Photo-based referring expression data:

▬▬▬

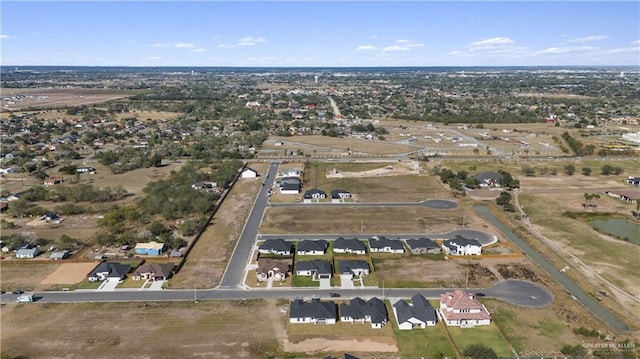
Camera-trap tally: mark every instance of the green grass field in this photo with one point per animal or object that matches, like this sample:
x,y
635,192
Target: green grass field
x,y
430,342
486,335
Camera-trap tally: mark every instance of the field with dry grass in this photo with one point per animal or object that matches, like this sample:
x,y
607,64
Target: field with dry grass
x,y
212,329
208,258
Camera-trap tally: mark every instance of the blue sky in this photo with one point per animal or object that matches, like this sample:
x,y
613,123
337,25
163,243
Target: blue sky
x,y
320,33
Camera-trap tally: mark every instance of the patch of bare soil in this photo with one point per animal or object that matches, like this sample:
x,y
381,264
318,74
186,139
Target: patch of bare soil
x,y
397,169
69,273
310,345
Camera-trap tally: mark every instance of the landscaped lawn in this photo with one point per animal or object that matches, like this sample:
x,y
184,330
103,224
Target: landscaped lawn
x,y
486,335
430,342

▬▬▬

Only the pictures are to be omitted; the records above must otherwise be reproduced exactly.

Camera-trap tally: mark every instance of the green grass field in this photo with one point per animal or object that matches, like this sample:
x,y
635,192
Target: green grass field
x,y
430,342
486,335
Camera-trap tally: mark every instance of the field with dry grass in this photo with one point per animal or object that matches, like this sample:
x,y
607,64
Target: field with dry grass
x,y
212,329
208,258
Camera-trap tally: mark every instance of the blue sky in this photo with one point per animal or object that matches, like this sample:
x,y
613,123
337,25
163,243
Target: blue sky
x,y
320,33
Camera-trap tally: mark every instance of the patch of bare soil in this photo with one point per animal or object that matches, like this sample:
x,y
381,264
318,74
186,139
Target: patch of bare soil
x,y
397,169
69,273
310,345
Camera-trap tally: mark every instance of the landscaped lawn in this photo with one point per animal or object that matches, like this sample:
x,y
184,330
103,224
Target: landscaped lawn
x,y
486,335
430,342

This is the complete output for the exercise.